Work instructions
1) According to the Cobham passage below, in what year did the water mill stop operating?
2) Reproduce word for word the part of the Cobham passage below that begins at the words "Cobham Mill" and stops after the words "as a storehouse.".

Supplied passage
____________

Across the river from the church into Downside village, the estate of Cobham Park was the home of John Ligonier, 1st Earl Ligonier, who was made Commander-in-Chief of the army in 1757. In 1806 Cobham Park was bought by Harvey Christian Combe a brewer and Lord Mayor of London.  The present house was completed in 1873 by his nephew, Charles Combe, to a design by Edward Middleton Barry: it has now been divided into apartments.  At the other end of the village, beside the A3, Painshill Park is a fine 18th-century landscape garden, restored from dereliction since 1980.  Painshill House dates from the 18th century and has also been divided into apartments.

Two other large houses on the outskirts of Cobham have been taken over by schools:  Heywood is now the American Community School, and Burwood House is now Notre Dame School.

Chelsea F.C.'s training ground is nearby, close to Cobham and Stoke d'Abernon railway station and some of its more deluxe private homes belong to Chelsea's players. The Fairmile or eastern part of the parish has a high proportions of mansions and gated roads.

Cobham Mill

The River Mole provides a setting for the red brick water mill, constructed Late 18C and once part of a much larger complex. It stands on the site of earlier mills dating back to the Middle Ages. The mill was in use until 1928, when it became uneconomical to continue operating.  Thereafter it was used as a storehouse.

____________

Record excerpts
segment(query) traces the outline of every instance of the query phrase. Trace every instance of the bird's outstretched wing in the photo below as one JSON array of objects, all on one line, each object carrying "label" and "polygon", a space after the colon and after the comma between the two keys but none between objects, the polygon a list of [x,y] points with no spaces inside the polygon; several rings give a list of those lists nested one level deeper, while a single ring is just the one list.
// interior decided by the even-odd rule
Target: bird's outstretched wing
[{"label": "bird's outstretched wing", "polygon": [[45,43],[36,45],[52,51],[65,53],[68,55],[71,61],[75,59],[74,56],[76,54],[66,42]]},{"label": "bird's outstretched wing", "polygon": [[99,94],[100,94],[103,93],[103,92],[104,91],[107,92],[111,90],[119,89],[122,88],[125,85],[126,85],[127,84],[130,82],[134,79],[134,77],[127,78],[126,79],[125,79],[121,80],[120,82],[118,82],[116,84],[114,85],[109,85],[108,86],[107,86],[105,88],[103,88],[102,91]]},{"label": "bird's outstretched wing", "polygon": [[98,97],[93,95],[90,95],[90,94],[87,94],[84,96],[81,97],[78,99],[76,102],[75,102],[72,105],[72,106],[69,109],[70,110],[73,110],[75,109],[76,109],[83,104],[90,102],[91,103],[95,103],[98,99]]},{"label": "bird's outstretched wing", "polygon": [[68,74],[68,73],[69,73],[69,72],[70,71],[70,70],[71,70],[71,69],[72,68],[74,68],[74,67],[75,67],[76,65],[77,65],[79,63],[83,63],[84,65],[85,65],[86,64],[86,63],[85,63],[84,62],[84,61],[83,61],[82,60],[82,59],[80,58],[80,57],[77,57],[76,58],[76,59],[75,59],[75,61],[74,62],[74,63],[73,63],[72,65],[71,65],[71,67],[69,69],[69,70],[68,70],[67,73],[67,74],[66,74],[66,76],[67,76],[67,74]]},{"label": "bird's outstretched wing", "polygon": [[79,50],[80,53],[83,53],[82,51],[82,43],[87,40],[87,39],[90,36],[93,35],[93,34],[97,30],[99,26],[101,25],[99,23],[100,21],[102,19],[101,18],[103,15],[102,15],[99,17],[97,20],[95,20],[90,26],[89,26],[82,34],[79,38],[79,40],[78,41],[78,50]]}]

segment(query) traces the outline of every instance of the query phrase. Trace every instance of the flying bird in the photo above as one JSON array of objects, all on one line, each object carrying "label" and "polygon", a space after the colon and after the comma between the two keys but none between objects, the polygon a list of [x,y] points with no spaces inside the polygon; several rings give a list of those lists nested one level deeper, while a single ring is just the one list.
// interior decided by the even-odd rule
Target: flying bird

____________

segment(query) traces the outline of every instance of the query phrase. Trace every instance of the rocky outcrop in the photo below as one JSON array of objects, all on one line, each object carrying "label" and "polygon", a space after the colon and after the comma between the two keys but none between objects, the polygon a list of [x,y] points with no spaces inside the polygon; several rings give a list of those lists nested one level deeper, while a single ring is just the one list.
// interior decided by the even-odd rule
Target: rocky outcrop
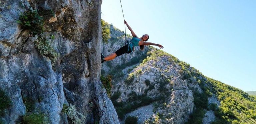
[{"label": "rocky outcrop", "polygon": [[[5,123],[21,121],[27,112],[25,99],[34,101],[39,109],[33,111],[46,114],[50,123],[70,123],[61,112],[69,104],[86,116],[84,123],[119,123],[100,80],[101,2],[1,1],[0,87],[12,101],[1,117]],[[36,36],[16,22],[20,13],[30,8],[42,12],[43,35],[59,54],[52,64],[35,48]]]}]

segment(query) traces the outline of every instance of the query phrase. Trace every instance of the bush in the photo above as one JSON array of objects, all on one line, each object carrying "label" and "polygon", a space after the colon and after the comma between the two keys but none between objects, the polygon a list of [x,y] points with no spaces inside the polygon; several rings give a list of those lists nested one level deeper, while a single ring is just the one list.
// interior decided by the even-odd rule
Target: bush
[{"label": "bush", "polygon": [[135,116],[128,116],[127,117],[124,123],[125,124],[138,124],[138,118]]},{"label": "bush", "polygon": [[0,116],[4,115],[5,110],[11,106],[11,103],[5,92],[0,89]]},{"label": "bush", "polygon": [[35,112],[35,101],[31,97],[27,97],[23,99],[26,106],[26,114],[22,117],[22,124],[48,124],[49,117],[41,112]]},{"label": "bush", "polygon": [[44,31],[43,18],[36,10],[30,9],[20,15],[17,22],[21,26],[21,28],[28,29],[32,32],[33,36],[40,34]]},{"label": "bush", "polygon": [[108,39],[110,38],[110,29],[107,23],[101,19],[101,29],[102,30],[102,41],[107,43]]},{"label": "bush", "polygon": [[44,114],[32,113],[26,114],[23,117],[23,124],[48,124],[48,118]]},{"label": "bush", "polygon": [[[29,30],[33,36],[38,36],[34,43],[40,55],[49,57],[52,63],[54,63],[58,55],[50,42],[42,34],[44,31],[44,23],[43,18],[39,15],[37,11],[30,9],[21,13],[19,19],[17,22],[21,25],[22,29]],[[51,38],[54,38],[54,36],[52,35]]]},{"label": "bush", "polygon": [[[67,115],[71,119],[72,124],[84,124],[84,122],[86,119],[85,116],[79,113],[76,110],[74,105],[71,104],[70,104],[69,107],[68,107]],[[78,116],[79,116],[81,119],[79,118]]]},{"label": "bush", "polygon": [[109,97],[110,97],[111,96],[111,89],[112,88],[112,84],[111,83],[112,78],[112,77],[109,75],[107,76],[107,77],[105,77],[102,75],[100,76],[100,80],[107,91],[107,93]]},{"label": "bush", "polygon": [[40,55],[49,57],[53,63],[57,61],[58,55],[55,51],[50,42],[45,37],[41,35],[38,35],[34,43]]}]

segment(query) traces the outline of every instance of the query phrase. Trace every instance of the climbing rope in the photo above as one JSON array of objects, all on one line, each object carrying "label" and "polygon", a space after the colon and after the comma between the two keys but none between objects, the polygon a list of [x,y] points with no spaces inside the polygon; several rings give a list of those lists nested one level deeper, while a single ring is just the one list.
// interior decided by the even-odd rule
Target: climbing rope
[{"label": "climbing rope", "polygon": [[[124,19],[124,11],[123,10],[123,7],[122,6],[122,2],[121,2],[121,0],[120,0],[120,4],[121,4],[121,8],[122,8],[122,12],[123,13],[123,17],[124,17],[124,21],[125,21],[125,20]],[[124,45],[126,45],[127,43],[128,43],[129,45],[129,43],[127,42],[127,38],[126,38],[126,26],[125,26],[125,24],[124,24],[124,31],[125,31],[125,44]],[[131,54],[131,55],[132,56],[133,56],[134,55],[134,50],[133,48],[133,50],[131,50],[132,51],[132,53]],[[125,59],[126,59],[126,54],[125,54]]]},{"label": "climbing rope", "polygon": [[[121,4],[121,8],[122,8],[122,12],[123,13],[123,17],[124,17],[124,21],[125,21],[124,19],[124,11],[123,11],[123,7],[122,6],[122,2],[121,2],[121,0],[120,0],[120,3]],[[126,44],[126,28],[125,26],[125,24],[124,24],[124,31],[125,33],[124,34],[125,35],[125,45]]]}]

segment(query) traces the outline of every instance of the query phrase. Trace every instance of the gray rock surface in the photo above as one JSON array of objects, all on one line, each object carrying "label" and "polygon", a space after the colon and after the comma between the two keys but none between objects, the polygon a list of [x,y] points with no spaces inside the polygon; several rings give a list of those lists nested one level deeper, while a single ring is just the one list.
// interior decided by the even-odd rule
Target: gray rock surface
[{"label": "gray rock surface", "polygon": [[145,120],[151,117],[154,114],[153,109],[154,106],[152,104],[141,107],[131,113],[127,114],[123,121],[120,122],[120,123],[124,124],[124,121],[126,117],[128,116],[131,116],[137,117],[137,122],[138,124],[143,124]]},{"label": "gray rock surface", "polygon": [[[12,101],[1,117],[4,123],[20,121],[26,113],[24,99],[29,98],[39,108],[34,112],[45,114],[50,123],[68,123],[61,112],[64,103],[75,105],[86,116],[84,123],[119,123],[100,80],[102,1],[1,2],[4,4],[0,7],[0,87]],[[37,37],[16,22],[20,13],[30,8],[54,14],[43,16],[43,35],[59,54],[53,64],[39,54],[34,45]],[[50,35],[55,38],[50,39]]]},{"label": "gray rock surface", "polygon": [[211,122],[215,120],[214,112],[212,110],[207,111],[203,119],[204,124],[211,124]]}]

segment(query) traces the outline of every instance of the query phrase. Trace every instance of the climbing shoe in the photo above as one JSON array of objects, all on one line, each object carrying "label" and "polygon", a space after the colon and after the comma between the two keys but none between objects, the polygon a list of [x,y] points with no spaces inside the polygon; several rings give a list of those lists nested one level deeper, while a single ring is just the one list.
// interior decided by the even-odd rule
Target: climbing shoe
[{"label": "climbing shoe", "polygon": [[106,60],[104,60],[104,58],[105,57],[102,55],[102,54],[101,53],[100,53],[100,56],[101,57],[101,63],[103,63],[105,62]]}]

____________

Full solutions
1) 1928

2)
Cobham Mill

The River Mole provides a setting for the red brick water mill, constructed Late 18C and once part of a much larger complex. It stands on the site of earlier mills dating back to the Middle Ages. The mill was in use until 1928, when it became uneconomical to continue operating.  Thereafter it was used as a storehouse.